▸ Exercise requirements
a – Answer these questions about the post on poetic prose, each on its own line:
(i) Which book is called bad because of clunky sentences and vague thoughts?
(ii) What quoted sentence does the post call "horridly opaque"?
(iii) What does the writer fear most people might consider their own work to be?
b – Reproduce everything in the post on poetic prose from "I can't remember" down to "like they're gurus.".
c – Which passages in the post on poetic prose stand inside double quotation marks? List every one.

Besides, and most people don't seem to realise this, writing poetic language is *hard.* Even if you're not writing rhyming couplets, just constructing a sentence is more difficult if you want to evoke really specific images and emotions; the word order itself gets more difficult when you step outside the "see Spot run" style. That's why Twilight is so bad: because the sentence construction is clunky and godawful, and because the thoughts are really vague and drifty and not definite. When saying a bitch fancies a guy, saying "She also thought of other things" is horridly opaque, especially when it's not even meant to be mysterious: if you want to be mysterious, you have to signal that better. So you'd be better off saying "other thoughts also entered her mind, thoughts she was unable to understand or process; therefore she pushed them into the deepest peripheries of her mind, out of sight." Because that shows to us a hint of why these thoughts are vague and unprocessed; the *prose* can't be vague even if the heroine's experience is. That draws the reader in and helps her understand what's going on; the vague "other things" just leaves one hanging and WTFing.
But... yeah. That's the kind of thing I mean. I still stubbornly believe you can get away with anything if you just work hard enough on the suspension of disbelief part, work hard enough on the characters to make their actions seem like they were the sorts that character would commit, if pushed.
I can't remember if I actually made a post at any point talking about Romantic/poetic writing and how to make it work? Probably on LJ, or then I am thinking of fic comments? Because, really, if there *is* need for such, I could throw something like that together. But I don't really feel like I'm some kind of authority on the matter, that's the problem. For all I know, most people consider my stuff too purple, and there's no telling how objective that is--whether it's just a matter of taste, or some (however ephemeral and subjective) standard one either achieves or falls short of. So I don't want to become like one of those conceited people who get really puffed up if they've been published once, and actually write fairly mediocre fiction, and then suddenly start behaving like they're gurus.

▸ Material provided

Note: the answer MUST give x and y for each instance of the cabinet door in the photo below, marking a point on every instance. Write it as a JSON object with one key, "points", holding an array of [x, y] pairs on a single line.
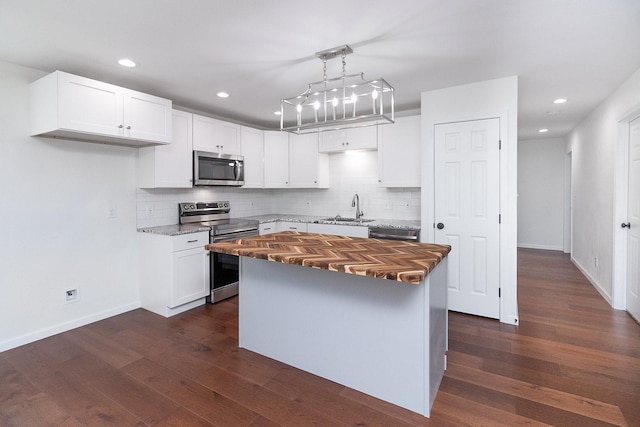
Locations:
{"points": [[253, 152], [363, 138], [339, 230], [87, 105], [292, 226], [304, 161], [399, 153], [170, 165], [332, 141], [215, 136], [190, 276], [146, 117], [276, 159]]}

* * *

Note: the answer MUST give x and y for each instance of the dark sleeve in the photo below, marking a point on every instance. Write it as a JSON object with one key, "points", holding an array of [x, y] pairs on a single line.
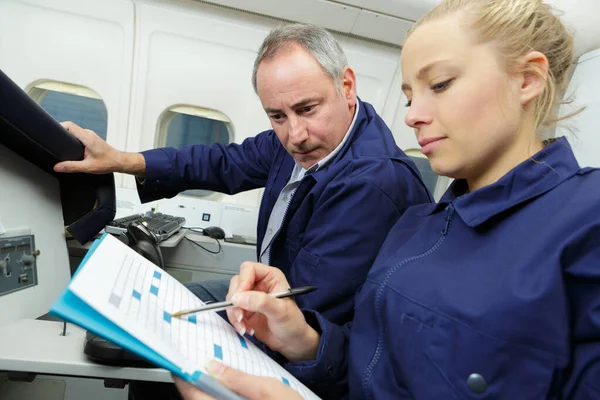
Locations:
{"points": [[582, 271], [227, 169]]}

...

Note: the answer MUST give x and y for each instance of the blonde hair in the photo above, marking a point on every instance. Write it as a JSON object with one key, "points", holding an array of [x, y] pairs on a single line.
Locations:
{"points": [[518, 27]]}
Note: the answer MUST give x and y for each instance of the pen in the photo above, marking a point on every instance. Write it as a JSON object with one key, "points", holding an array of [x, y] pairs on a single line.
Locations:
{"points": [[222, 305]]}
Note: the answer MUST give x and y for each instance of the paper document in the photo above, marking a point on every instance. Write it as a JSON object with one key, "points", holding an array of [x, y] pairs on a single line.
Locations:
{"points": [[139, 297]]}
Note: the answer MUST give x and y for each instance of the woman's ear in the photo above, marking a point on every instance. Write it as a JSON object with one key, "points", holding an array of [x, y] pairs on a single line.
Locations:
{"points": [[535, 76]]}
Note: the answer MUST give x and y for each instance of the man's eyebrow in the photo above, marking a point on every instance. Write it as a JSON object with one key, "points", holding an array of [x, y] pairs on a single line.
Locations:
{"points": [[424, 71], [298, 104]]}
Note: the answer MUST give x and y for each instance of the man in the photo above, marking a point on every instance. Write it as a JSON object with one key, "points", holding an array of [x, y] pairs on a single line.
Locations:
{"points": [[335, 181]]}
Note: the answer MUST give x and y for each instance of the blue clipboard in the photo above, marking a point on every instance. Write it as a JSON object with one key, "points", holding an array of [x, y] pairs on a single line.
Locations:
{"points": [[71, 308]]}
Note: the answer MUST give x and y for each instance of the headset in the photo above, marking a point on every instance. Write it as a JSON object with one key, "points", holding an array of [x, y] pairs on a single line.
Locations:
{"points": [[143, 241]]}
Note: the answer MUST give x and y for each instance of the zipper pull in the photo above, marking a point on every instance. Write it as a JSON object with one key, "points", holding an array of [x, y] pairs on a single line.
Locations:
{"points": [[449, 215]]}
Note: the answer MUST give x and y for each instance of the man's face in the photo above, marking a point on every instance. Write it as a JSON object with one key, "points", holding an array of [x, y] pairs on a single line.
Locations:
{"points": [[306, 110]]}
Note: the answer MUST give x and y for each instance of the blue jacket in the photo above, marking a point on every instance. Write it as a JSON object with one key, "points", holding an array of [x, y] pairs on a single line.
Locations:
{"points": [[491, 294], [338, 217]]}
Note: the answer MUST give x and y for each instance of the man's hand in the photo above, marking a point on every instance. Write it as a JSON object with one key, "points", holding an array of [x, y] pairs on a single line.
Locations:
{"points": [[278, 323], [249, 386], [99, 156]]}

▸ Full solutions
a –
(i) Twilight
(ii) "She also thought of other things"
(iii) Too purple

b –
I can't remember if I actually made a post at any point talking about Romantic/poetic writing and how to make it work? Probably on LJ, or then I am thinking of fic comments? Because, really, if there *is* need for such, I could throw something like that together. But I don't really feel like I'm some kind of authority on the matter, that's the problem. For all I know, most people consider my stuff too purple, and there's no telling how objective that is--whether it's just a matter of taste, or some (however ephemeral and subjective) standard one either achieves or falls short of. So I don't want to become like one of those conceited people who get really puffed up if they've been published once, and actually write fairly mediocre fiction, and then suddenly start behaving like they're gurus.

c –
- "see Spot run"
- "She also thought of other things"
- "other thoughts also entered her mind, thoughts she was unable to understand or process; therefore she pushed them into the deepest peripheries of her mind, out of sight."
- "other things"